◆ Required task
Tally how many lines in the rows below contain the string "segment", matching case exactly. Reply with the number alone.

== Task input ==

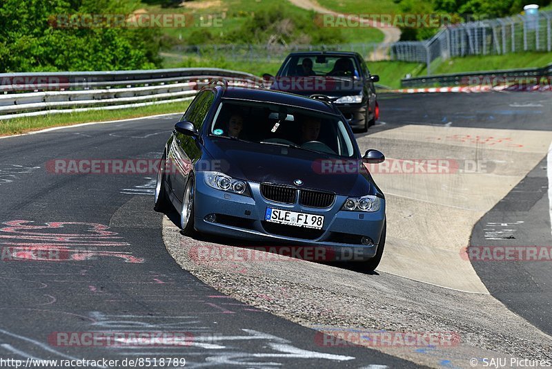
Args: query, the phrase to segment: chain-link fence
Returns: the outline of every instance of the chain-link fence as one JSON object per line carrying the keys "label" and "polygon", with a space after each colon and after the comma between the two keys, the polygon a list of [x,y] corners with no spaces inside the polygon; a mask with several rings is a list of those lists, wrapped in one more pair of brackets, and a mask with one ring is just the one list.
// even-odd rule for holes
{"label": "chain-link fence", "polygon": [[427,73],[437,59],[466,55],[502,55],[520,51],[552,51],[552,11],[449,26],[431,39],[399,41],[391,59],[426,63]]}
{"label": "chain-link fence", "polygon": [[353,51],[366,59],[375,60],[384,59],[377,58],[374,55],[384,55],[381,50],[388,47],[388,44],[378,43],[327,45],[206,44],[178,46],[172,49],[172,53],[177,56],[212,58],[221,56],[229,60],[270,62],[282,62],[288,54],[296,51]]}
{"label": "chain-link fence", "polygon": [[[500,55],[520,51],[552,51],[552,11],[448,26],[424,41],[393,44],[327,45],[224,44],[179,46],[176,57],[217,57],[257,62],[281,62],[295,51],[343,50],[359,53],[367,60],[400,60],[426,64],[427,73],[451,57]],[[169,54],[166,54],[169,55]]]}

===
== Task input ==

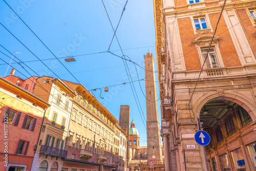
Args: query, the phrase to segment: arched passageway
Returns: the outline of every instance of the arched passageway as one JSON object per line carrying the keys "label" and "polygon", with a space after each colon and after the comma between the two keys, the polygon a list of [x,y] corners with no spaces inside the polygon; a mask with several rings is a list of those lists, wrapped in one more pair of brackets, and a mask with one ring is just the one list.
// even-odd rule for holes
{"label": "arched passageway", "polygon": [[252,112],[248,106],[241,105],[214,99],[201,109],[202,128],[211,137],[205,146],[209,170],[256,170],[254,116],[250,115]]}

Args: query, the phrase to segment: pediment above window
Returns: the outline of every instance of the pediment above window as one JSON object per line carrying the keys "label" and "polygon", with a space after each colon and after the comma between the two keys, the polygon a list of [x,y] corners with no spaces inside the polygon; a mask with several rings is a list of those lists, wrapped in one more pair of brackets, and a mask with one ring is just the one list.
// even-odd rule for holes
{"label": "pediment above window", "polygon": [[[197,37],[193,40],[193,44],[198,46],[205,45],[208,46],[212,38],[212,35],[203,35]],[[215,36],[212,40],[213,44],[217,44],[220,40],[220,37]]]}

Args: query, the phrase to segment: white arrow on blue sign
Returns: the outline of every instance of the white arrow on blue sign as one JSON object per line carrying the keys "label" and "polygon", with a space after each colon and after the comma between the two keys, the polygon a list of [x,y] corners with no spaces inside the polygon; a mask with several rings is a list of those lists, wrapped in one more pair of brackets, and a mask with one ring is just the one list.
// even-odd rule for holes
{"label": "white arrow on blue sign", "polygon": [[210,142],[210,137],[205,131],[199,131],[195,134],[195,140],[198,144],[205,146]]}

===

◆ Exercise solution
4